## start Data records
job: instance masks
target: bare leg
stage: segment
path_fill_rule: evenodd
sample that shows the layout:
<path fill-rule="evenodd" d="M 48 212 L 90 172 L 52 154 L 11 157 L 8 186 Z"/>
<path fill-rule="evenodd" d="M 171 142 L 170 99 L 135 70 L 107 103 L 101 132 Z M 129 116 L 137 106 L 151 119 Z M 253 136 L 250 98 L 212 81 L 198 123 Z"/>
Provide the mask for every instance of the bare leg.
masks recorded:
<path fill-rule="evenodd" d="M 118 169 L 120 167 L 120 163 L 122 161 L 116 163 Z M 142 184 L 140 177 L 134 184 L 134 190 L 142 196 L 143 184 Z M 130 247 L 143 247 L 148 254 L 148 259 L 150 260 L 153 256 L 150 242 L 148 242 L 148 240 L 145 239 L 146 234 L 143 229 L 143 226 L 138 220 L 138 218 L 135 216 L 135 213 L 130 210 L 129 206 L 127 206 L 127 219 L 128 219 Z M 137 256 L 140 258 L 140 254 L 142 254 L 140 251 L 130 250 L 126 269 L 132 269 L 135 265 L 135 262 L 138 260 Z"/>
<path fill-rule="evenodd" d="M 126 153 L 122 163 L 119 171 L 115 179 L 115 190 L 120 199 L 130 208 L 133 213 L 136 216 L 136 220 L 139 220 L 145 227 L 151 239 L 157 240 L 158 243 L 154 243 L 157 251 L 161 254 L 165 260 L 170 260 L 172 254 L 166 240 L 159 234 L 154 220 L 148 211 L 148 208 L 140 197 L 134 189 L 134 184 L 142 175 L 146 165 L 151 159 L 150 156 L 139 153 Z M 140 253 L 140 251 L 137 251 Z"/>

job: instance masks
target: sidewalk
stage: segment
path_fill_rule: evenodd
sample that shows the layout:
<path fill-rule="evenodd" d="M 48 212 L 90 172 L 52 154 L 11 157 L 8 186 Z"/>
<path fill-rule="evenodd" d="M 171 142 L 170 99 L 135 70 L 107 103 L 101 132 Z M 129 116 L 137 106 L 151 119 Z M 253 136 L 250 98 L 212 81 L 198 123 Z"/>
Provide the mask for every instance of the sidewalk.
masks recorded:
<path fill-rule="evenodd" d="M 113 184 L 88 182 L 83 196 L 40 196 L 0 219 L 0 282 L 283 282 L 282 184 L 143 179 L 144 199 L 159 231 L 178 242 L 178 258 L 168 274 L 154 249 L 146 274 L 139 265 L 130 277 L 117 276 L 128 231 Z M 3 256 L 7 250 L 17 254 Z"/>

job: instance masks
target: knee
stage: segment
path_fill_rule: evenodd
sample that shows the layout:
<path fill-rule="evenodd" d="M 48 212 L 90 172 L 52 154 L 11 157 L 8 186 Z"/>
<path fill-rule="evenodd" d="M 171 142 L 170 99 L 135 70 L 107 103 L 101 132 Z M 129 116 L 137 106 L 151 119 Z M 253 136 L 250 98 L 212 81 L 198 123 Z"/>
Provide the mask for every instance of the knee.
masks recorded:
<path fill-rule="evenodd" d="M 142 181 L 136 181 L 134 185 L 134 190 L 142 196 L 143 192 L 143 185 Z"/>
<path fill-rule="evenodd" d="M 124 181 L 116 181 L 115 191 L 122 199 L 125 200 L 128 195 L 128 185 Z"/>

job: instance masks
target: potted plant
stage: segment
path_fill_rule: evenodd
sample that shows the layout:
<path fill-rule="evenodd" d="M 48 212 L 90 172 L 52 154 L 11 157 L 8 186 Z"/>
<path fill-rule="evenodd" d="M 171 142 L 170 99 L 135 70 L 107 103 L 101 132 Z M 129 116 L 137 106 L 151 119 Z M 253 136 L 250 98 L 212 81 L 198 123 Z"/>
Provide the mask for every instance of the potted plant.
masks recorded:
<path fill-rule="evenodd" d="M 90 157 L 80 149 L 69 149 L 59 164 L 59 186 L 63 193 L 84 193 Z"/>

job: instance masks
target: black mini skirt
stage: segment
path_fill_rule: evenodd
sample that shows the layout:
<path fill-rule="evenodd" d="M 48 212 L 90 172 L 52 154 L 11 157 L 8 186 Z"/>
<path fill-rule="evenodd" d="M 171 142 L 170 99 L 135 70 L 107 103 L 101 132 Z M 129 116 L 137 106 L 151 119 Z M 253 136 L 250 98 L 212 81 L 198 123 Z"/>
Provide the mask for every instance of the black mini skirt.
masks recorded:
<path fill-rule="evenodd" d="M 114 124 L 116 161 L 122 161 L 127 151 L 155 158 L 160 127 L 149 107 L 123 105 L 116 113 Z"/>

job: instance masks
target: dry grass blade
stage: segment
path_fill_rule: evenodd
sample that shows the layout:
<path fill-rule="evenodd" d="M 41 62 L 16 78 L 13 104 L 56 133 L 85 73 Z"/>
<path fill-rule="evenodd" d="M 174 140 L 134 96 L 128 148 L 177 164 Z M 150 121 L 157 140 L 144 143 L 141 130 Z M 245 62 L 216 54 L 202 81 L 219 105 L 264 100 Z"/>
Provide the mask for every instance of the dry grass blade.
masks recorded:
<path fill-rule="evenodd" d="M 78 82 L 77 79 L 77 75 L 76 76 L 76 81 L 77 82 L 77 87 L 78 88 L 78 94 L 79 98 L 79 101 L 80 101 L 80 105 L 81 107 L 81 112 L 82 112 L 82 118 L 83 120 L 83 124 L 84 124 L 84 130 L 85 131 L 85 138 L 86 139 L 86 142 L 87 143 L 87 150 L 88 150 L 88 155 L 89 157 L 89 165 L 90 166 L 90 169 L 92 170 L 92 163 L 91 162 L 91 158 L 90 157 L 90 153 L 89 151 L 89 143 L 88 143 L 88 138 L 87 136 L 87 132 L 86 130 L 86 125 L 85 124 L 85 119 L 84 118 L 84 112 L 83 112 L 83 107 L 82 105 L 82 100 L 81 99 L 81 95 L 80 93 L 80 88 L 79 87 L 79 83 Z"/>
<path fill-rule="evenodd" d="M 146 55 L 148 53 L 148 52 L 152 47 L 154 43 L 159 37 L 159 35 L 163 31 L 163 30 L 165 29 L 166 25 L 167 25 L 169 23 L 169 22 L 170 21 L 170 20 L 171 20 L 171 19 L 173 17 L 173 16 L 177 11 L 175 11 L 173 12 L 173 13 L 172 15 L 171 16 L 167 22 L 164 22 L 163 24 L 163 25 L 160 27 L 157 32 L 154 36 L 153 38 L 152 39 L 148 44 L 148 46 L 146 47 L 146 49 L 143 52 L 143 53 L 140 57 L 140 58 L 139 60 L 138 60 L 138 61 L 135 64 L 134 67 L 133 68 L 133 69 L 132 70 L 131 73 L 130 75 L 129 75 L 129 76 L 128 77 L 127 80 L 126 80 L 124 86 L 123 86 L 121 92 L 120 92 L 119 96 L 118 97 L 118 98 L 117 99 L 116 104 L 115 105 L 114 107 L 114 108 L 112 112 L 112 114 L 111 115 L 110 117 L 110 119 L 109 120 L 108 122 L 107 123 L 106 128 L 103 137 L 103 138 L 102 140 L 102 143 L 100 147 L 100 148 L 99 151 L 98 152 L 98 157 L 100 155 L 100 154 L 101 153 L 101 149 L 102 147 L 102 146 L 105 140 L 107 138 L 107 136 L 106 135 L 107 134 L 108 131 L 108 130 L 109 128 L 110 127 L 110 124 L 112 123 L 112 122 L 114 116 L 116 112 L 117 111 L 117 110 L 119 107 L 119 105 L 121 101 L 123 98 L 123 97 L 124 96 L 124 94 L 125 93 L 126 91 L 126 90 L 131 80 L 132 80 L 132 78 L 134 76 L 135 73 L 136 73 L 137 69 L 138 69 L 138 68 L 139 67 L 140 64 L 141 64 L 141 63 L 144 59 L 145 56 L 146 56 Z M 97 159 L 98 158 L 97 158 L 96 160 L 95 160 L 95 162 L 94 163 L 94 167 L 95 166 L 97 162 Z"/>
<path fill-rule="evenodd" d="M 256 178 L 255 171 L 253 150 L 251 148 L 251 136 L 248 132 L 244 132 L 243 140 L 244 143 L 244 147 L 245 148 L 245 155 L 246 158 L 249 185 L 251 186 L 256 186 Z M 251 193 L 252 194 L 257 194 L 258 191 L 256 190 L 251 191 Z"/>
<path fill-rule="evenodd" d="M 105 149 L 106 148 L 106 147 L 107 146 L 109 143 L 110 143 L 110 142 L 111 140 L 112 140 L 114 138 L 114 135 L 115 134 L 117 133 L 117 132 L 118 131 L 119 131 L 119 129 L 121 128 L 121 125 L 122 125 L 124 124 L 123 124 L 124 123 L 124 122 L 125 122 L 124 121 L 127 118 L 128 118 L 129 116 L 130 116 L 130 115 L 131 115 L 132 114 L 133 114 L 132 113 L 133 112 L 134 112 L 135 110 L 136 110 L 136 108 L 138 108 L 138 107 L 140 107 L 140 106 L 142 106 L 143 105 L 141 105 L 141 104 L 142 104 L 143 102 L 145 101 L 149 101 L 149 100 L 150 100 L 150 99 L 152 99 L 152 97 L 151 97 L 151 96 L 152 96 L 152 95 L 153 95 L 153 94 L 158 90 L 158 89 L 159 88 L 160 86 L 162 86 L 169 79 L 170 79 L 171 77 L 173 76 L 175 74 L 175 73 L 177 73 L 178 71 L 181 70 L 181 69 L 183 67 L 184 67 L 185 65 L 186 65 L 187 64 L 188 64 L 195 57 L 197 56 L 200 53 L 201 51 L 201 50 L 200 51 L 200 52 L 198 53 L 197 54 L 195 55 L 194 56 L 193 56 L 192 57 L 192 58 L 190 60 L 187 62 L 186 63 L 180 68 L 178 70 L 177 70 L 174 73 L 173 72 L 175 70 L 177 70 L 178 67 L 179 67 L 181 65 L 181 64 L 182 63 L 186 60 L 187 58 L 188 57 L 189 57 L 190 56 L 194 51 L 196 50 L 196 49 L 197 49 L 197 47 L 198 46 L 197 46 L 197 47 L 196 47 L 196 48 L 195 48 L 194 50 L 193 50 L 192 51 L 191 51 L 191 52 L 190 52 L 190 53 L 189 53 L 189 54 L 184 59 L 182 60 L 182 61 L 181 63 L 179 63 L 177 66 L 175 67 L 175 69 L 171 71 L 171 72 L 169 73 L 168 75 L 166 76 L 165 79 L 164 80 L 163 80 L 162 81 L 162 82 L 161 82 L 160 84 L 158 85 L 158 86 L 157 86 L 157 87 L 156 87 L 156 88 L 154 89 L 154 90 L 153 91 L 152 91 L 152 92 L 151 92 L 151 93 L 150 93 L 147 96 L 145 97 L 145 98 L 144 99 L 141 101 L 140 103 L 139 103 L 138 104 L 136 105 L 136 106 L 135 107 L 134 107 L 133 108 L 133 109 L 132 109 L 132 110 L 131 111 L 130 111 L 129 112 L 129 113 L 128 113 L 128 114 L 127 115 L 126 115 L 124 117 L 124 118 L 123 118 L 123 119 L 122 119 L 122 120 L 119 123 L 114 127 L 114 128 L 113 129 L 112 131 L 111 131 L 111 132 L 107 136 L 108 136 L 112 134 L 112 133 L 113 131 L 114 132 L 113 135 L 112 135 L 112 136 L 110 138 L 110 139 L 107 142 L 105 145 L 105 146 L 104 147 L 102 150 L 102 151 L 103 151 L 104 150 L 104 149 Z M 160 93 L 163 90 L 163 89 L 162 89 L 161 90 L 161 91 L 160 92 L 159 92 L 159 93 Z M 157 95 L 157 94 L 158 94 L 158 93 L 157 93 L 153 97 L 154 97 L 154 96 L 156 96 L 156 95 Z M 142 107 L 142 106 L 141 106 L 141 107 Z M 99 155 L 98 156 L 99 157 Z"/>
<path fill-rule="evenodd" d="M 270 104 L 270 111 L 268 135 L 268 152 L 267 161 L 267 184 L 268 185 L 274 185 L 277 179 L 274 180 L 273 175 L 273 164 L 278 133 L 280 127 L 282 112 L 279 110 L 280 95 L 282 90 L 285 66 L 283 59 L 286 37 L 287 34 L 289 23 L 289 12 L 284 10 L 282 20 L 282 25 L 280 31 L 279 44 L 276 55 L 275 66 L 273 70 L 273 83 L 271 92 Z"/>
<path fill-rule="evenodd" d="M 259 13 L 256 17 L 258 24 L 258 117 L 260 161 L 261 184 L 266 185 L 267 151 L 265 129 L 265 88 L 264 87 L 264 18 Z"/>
## end Data records
**Exercise task**
Pull out each line of the entries above that includes the word "every", and copy those lines without changing anything.

**Exercise response**
Provide the mask for every instance of the bare leg.
Provide the mask for every instance of the sidewalk.
Provide the mask for every instance of the knee.
Provide the mask for every instance of the potted plant.
Provide the mask for every instance of the black mini skirt.
Provide the mask for every instance of the dry grass blade.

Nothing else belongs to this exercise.